__TASK BRIEF__
Make an exact copy of all the data.

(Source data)
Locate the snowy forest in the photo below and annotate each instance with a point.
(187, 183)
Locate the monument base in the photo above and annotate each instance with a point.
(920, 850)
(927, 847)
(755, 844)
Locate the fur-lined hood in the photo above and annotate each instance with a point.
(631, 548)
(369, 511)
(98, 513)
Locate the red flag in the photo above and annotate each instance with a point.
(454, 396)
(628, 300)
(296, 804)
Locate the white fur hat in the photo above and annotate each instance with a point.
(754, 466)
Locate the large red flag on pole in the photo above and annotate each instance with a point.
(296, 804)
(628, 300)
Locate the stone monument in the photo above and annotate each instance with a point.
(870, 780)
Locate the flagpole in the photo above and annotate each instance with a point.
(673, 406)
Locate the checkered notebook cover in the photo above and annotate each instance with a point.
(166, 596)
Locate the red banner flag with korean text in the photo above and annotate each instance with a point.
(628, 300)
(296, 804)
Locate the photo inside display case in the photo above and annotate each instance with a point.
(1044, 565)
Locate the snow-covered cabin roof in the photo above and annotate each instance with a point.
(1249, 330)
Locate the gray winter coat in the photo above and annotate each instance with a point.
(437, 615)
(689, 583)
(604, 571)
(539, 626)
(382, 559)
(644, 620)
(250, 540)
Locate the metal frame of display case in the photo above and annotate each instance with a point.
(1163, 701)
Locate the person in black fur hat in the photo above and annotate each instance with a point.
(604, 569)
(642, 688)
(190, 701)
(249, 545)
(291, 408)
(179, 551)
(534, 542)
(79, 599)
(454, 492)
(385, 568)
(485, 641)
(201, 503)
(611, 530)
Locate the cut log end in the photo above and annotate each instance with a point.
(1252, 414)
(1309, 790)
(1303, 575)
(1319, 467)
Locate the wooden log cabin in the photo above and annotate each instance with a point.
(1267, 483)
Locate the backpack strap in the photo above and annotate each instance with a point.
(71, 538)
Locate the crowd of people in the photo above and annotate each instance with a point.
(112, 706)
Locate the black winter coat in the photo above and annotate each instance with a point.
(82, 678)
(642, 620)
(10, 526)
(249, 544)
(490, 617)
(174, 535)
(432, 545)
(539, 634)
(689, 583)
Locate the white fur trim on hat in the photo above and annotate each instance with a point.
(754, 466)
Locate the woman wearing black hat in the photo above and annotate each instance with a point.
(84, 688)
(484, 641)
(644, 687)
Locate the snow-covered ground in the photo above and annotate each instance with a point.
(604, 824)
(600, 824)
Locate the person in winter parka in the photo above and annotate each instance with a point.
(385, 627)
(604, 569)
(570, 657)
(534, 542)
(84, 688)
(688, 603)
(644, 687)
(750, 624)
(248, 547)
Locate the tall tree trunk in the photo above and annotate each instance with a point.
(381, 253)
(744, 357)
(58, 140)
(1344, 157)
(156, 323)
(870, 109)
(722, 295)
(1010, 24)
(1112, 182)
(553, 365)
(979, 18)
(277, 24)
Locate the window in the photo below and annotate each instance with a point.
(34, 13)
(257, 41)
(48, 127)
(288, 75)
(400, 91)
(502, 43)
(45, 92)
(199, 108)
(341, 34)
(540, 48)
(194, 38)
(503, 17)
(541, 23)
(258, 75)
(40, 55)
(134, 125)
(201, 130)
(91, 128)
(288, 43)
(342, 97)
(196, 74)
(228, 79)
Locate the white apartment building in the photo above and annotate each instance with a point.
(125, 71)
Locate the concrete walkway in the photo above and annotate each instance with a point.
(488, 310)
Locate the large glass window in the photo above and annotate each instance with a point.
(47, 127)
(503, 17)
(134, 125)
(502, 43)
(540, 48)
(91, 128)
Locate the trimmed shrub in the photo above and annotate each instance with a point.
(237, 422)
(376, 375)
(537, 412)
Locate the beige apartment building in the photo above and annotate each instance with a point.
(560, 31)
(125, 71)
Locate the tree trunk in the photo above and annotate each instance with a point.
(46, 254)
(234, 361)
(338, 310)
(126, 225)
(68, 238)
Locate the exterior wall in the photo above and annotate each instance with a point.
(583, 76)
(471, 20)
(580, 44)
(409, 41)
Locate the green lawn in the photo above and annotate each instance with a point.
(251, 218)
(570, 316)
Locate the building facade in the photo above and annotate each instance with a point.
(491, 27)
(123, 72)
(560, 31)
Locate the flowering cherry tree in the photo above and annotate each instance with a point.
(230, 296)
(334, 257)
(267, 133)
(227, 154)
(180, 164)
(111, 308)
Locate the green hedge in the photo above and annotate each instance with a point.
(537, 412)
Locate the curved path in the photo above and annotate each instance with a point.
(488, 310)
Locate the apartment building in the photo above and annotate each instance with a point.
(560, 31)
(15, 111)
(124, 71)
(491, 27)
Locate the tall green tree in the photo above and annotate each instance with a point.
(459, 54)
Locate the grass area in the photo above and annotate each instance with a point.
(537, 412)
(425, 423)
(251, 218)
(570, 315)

__RESPONSE__
Locate the snowy forest in the photo below and annotate each instance with a point.
(187, 183)
Locate the monument base in the photo above and annotate each instance with a point.
(920, 850)
(927, 847)
(755, 844)
Locate the fur-lined hood in the photo above and annotate each instance with a point.
(631, 548)
(369, 511)
(98, 513)
Locate the red flag in the photo above and annotate each instance with a point.
(454, 396)
(628, 300)
(296, 804)
Locate the white fur hat in the photo above and annotate each instance with a point.
(754, 466)
Locate the large red flag on pole in the photo above and annotate each instance with a point.
(296, 804)
(628, 300)
Locate the stone monument in the photo above and annotate each instance with a point.
(870, 780)
Locate the flagpole in the photo above and annotate each instance with a point.
(673, 406)
Locate the checkered notebook cover in the photo above and annotate each instance with a point.
(166, 596)
Locate the red banner flag with korean text in the photo above and annotate each instance with a point.
(628, 300)
(296, 804)
Locate the photo inside display case in the photo above and annotate each instance with a point.
(1044, 565)
Locate the snow-covered cabin roof in the photo above and annotate each instance with a point.
(1249, 330)
Locate the gray winter coat in the photo above and annotate each instance with a point.
(437, 615)
(689, 583)
(604, 571)
(539, 626)
(382, 559)
(644, 620)
(250, 540)
Locate the metal frame of display case in the photo above and annotate each instance with a point.
(1163, 701)
Locate the person in black fur hat in the photo above and annotate each instance with a point.
(604, 569)
(642, 688)
(190, 701)
(249, 545)
(291, 408)
(179, 551)
(534, 542)
(79, 599)
(454, 492)
(385, 568)
(485, 641)
(201, 503)
(611, 530)
Locate the cut log end in the photo above and annotate each instance with a point.
(1252, 414)
(1309, 790)
(1303, 575)
(1319, 467)
Locate the wooden log cabin in the photo above and annotate each instance with a point.
(1267, 483)
Locate the backpack strap in the photo above and annotate each instance with a point.
(71, 538)
Locate the crowd of people in the photo above and annotate each instance with a point.
(112, 706)
Locate the black winter coat in the photo above and annotate each instance with a point.
(82, 678)
(642, 620)
(10, 526)
(249, 544)
(490, 617)
(174, 535)
(432, 545)
(539, 634)
(689, 583)
Locate the white fur trim on hat in the photo above and annotate each instance with a point.
(754, 466)
Locate the woman wearing black hat in the photo above and annotate each instance with a point.
(84, 688)
(484, 641)
(644, 687)
Locate the snow-covered ground in the photo above and annotate each instance with a point.
(604, 824)
(600, 824)
Locate the person in winter parka in the photo above and annotate each instance with a point.
(385, 627)
(604, 569)
(570, 657)
(534, 542)
(84, 688)
(688, 603)
(644, 687)
(750, 624)
(248, 547)
Locate the tall tree trunk in the photo above and annotate each instance with a point.
(381, 253)
(744, 357)
(58, 140)
(1344, 157)
(156, 323)
(870, 109)
(722, 295)
(1010, 24)
(1112, 182)
(553, 365)
(979, 18)
(277, 24)
Locate the window in the photo below and annotate each instance with a point.
(34, 13)
(257, 41)
(48, 127)
(288, 75)
(400, 91)
(502, 43)
(45, 92)
(199, 108)
(341, 34)
(540, 48)
(194, 38)
(503, 17)
(541, 23)
(258, 75)
(40, 55)
(134, 125)
(201, 130)
(91, 128)
(288, 43)
(342, 97)
(196, 74)
(228, 79)
Locate the white apartment building in the photo above and annotate each instance with a point.
(125, 71)
Locate the concrete walkway in the photo above and annotate each instance with a point.
(488, 310)
Locate the large glass window in the photo above and annotate each instance with a point.
(47, 127)
(503, 17)
(134, 125)
(502, 43)
(540, 48)
(91, 128)
Locate the trimmed shrub in the photo above and annotate each instance with a point.
(237, 422)
(376, 375)
(537, 412)
Locate the beige apartment building in the photo above and annotate each instance with a point.
(560, 31)
(125, 71)
Locate the tree trunk in the photo above and annotate each instance with a point.
(46, 254)
(234, 361)
(338, 310)
(126, 225)
(68, 238)
Locate the exterior wall in the photo above and annotate each instance with a point.
(583, 76)
(471, 20)
(580, 44)
(409, 41)
Locate the green lawn in the photo above and annotate each instance with a point.
(251, 218)
(570, 316)
Locate the building facade in the photo above and annotate each instance with a point.
(491, 27)
(123, 72)
(560, 31)
Locate the flowering cherry tree in the photo above and annotate each instance with a point.
(230, 296)
(334, 257)
(267, 133)
(227, 154)
(180, 164)
(111, 308)
Locate the green hedge in the photo above and annotate each instance with a point.
(537, 412)
Locate the curved path in the photo above and annotate each instance with a point.
(488, 310)
Locate the apartment building in the photo above and annotate each instance with a point.
(560, 31)
(15, 111)
(124, 71)
(491, 27)
Locate the tall green tree in the photo above and annotate each instance with a point.
(459, 54)
Locate the grass area in the photo above and annotate each instance with a point.
(537, 412)
(425, 423)
(251, 218)
(570, 315)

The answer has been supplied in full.